*TEXT TO READ:*
Pavel Izmailov, Dmitrii Podoprikhin et al (2018),
Averaging Weights Leads to Wider Optima and Better Generalization



This work is an extension of [Garipov et al] loss-surface. Fast Geometric Ensembling (FGE) proposed by Garipov et al required n times more computation at test time, n being number of models in the ensemble. This work shows that simple averaging of multiple points along the trajectory of SGD, with cyclical or constant learning rate, leads to better generalization than coneventional training. This Stochastic Weight Averaging (SWA) approximates FGE with single model.

  • It has been conjectured by [Keskar et al. 2017] keskar-paper and [Hochreiter et al. 1997] schmidhuber-paper that width of the optima is correlated with generalization.

  • [Mandt et al. 2017] mandt-paper: SGD with fixed learning rate samples from a Gaussian distribution centered at the minimum of the loss. SGD iterates concentrate on a surface of an ellipsoid. Averaging lets us go inside the ellipsoid.

*WHAT IS ASKED:*
Please copy out the notes on Stochastic Weight Averaging in full, word for word. You won't need the records.

*ENTRIES:*
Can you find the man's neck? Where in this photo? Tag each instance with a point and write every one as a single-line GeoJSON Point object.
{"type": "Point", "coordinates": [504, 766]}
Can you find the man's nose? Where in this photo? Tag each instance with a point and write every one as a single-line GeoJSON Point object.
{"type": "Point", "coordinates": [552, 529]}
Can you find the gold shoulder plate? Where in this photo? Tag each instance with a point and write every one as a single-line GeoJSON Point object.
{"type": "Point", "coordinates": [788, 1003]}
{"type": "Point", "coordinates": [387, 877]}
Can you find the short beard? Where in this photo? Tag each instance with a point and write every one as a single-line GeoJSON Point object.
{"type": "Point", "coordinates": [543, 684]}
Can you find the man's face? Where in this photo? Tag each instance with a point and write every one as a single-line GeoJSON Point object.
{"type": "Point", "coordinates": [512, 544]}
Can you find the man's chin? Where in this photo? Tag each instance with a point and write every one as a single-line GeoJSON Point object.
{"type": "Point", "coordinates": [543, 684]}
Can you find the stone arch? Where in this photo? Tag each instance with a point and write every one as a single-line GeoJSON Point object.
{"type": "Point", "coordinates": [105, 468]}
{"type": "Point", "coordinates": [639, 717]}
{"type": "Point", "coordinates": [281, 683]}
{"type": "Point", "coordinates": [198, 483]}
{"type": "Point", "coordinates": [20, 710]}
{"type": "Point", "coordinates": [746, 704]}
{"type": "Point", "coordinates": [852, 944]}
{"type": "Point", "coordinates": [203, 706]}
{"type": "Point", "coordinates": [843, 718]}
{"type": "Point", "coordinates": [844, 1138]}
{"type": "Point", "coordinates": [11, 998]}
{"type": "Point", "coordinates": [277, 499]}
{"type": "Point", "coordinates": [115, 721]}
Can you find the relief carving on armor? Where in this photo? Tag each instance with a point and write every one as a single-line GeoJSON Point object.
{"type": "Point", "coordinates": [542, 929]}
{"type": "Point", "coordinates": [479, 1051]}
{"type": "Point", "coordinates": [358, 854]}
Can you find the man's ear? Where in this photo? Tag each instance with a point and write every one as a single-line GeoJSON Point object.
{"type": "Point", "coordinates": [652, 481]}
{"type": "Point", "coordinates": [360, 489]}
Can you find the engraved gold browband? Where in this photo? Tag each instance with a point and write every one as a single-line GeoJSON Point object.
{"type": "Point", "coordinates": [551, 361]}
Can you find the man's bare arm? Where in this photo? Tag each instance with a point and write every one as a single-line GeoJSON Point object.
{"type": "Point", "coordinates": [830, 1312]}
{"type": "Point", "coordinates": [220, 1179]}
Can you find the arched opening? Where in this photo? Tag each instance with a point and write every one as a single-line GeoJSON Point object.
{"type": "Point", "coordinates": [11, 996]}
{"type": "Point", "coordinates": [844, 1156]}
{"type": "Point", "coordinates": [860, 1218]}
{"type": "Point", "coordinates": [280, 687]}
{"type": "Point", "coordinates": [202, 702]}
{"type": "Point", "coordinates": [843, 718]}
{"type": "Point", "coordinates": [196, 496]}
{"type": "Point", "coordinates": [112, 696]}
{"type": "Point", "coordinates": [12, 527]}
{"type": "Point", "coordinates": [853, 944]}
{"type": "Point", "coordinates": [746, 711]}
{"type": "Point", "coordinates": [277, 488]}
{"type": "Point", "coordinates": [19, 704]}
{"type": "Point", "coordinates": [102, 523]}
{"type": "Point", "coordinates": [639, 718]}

*ANSWER FOR THE TASK:*
Pavel Izmailov, Dmitrii Podoprikhin et al (2018),
Averaging Weights Leads to Wider Optima and Better Generalization



This work is an extension of [Garipov et al] loss-surface. Fast Geometric Ensembling (FGE) proposed by Garipov et al required n times more computation at test time, n being number of models in the ensemble. This work shows that simple averaging of multiple points along the trajectory of SGD, with cyclical or constant learning rate, leads to better generalization than coneventional training. This Stochastic Weight Averaging (SWA) approximates FGE with single model.

  • It has been conjectured by [Keskar et al. 2017] keskar-paper and [Hochreiter et al. 1997] schmidhuber-paper that width of the optima is correlated with generalization.

  • [Mandt et al. 2017] mandt-paper: SGD with fixed learning rate samples from a Gaussian distribution centered at the minimum of the loss. SGD iterates concentrate on a surface of an ellipsoid. Averaging lets us go inside the ellipsoid.